Work request: Render the portion of the listing that opens with the line containing "The <instance> blocks" and closes with the line containing "7V16H258L274 29L283 30L289" as a numbered list, leaving out any blank lines.
[Start of section]
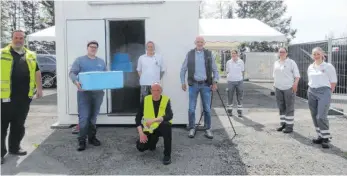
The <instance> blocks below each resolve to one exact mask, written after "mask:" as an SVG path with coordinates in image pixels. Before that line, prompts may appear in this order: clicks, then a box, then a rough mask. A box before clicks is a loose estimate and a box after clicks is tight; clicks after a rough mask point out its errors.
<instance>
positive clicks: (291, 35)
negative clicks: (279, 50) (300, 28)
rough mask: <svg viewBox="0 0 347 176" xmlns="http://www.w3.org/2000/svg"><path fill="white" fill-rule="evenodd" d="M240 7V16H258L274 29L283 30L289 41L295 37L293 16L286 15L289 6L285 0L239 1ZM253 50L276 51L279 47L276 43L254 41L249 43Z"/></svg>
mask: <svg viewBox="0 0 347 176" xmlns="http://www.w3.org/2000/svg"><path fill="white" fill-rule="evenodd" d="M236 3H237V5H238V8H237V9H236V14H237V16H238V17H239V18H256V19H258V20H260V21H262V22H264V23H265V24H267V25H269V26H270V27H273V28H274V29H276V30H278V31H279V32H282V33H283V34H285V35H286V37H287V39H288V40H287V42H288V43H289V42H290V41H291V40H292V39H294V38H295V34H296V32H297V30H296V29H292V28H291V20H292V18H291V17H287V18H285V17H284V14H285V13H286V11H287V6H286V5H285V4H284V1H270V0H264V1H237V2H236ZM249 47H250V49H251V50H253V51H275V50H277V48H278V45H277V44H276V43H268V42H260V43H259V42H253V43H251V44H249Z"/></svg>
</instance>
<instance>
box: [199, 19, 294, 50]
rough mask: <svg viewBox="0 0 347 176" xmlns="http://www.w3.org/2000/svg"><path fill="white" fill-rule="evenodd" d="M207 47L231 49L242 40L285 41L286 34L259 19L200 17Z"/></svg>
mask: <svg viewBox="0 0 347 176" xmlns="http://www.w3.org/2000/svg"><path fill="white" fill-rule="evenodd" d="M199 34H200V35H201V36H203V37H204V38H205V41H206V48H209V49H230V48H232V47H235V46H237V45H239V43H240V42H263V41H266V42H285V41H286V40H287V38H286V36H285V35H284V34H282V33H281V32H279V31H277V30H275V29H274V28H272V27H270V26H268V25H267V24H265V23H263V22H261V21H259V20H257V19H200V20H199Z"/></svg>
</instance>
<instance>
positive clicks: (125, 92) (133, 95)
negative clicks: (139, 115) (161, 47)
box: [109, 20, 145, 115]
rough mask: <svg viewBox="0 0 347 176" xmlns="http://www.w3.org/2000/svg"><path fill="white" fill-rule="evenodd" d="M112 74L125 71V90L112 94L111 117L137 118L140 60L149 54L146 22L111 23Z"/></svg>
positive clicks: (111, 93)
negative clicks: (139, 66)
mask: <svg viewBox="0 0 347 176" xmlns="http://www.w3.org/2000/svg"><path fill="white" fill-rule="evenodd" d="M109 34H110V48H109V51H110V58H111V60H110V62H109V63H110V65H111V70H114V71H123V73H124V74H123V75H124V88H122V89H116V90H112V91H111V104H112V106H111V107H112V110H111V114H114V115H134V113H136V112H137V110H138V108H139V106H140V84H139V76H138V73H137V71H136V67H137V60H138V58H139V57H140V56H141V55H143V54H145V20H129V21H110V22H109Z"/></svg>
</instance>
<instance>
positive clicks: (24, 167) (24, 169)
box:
[End of section]
[Start of section]
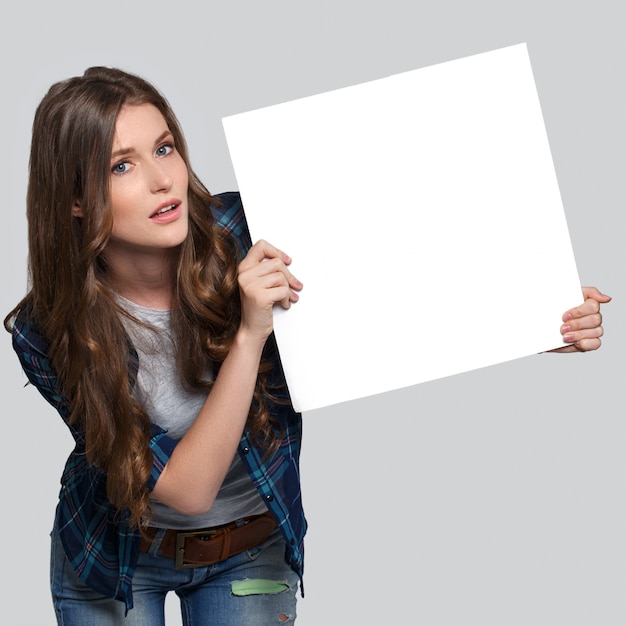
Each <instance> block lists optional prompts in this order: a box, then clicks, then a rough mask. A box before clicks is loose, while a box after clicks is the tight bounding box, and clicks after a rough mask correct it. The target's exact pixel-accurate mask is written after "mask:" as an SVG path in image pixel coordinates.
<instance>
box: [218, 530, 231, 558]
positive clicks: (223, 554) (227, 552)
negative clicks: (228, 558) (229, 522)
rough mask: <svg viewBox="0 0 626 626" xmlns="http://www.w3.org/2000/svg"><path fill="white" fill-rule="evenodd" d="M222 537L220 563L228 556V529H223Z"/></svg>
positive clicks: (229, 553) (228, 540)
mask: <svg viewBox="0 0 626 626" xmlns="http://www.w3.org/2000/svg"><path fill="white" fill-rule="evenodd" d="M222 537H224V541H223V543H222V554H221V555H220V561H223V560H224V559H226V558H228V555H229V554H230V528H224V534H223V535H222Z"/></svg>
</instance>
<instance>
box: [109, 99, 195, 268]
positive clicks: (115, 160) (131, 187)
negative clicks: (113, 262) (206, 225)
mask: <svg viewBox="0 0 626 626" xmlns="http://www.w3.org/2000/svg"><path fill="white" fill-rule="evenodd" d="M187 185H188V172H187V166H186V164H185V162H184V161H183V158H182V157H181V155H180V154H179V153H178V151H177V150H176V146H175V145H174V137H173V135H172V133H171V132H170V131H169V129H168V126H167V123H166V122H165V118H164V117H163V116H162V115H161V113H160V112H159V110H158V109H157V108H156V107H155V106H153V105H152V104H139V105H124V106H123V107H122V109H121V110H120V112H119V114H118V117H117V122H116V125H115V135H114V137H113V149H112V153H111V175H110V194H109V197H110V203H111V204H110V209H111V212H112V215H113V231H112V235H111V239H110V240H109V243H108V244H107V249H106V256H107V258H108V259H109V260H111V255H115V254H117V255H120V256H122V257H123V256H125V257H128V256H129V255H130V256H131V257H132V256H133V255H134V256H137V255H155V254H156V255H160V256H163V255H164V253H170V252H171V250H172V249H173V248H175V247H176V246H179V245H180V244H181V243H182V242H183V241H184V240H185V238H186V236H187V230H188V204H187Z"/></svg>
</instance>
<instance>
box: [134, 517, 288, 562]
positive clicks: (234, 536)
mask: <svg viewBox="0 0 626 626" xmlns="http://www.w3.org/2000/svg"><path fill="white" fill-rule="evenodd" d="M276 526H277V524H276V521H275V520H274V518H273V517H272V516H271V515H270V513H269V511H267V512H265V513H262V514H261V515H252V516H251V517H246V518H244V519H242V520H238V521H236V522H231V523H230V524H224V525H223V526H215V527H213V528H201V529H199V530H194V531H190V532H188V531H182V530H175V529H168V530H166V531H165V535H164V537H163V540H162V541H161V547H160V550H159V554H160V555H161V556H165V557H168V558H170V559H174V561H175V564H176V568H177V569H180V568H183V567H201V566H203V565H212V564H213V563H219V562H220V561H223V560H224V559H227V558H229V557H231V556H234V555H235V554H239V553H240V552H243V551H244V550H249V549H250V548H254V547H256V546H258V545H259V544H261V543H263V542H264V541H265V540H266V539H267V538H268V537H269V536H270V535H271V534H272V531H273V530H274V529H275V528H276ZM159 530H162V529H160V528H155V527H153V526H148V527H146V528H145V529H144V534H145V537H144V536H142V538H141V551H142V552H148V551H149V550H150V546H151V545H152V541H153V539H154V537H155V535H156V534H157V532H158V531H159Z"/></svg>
[End of section]
Task response:
1. The <instance> blocks below each resolve to one exact mask, written after "mask:" as an SVG path with coordinates in image pixels. Before that line, prompts may appear in this order: clicks, then a box, then a rough mask. A box before clicks is a loose estimate and a box after clicks is tight; clicks after a rough mask point out its errors.
2. <instance>
3. positive clicks: (291, 35)
4. negative clicks: (279, 50) (300, 28)
5. rough mask: <svg viewBox="0 0 347 176" xmlns="http://www.w3.org/2000/svg"><path fill="white" fill-rule="evenodd" d="M240 7V16H258L274 29L283 30L289 41L295 37L293 16L286 15L289 6L285 0L239 1ZM253 50L276 51L279 47L276 43L254 41L249 43Z"/></svg>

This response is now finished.